-- Aim of the exercise --
Can you convert every line of the items below into a Markdown table with the columns "Row" and "Line", numbering the rows and leaving out any blank lines?

Dataset records:
>> start

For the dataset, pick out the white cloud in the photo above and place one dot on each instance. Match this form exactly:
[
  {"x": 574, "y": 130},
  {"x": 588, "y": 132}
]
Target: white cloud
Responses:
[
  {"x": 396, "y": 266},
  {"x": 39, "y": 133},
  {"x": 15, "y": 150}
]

>> end

-- Completed task --
| Row | Line |
|---|---|
| 1 | For the dataset, pick out the white cloud in the photo above and place one dot on each instance. Match this form exactly: |
| 2 | [ |
| 3 |   {"x": 574, "y": 130}, |
| 4 |   {"x": 588, "y": 132} |
| 5 | ] |
| 6 | Target: white cloud |
| 7 | Responses: |
| 8 | [ |
| 9 |   {"x": 396, "y": 266}, |
| 10 |   {"x": 39, "y": 133}, |
| 11 |   {"x": 15, "y": 150} |
| 12 | ] |